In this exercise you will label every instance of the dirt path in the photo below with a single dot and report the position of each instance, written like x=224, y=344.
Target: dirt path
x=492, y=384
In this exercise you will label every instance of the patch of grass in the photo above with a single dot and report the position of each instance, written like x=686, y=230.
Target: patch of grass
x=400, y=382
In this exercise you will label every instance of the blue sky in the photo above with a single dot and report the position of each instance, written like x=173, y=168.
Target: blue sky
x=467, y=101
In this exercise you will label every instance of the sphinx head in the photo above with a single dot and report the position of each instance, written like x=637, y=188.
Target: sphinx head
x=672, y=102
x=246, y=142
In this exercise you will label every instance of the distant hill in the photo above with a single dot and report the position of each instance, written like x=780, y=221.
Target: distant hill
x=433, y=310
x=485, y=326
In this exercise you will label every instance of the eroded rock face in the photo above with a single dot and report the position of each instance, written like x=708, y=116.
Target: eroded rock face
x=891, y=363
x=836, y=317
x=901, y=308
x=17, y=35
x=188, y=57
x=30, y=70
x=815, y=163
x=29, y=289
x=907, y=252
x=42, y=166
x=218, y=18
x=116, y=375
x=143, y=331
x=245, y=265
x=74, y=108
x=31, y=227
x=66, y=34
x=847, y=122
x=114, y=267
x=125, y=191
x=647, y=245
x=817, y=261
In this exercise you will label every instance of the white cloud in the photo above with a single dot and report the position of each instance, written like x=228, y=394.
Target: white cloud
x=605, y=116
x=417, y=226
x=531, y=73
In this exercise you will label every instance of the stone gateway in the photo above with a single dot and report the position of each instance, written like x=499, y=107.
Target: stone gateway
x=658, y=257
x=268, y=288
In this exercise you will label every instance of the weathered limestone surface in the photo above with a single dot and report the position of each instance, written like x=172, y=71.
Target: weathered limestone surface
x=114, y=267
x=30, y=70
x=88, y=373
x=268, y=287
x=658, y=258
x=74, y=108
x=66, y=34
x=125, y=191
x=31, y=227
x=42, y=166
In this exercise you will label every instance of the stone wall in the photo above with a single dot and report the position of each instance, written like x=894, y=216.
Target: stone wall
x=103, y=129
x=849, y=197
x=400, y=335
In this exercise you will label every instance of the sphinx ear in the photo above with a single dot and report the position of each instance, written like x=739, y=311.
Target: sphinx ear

**Action item:**
In the entries, the line containing "In this exercise you will label every instance of the weathered" and every line after it through the last are to be duplicated exactly, and no other line is to be included.

**Solution for this task:**
In this exercise you will label every instance of the weathered limestone surface in the photo above with a single dot and report the position of each instance, written like x=172, y=71.
Target: weathered limestone surface
x=114, y=267
x=30, y=70
x=88, y=373
x=268, y=287
x=658, y=258
x=74, y=108
x=66, y=34
x=125, y=191
x=31, y=227
x=42, y=166
In this exercise you will label every instance of the stone wall in the photo above with a single dot and report the position of each instance, written like x=894, y=216.
Target: stone wall
x=103, y=129
x=849, y=197
x=400, y=335
In this exercise you will label every instance of the sphinx ear in the photo above with a single dot and report the position of each instance, written like x=739, y=311.
Target: sphinx ear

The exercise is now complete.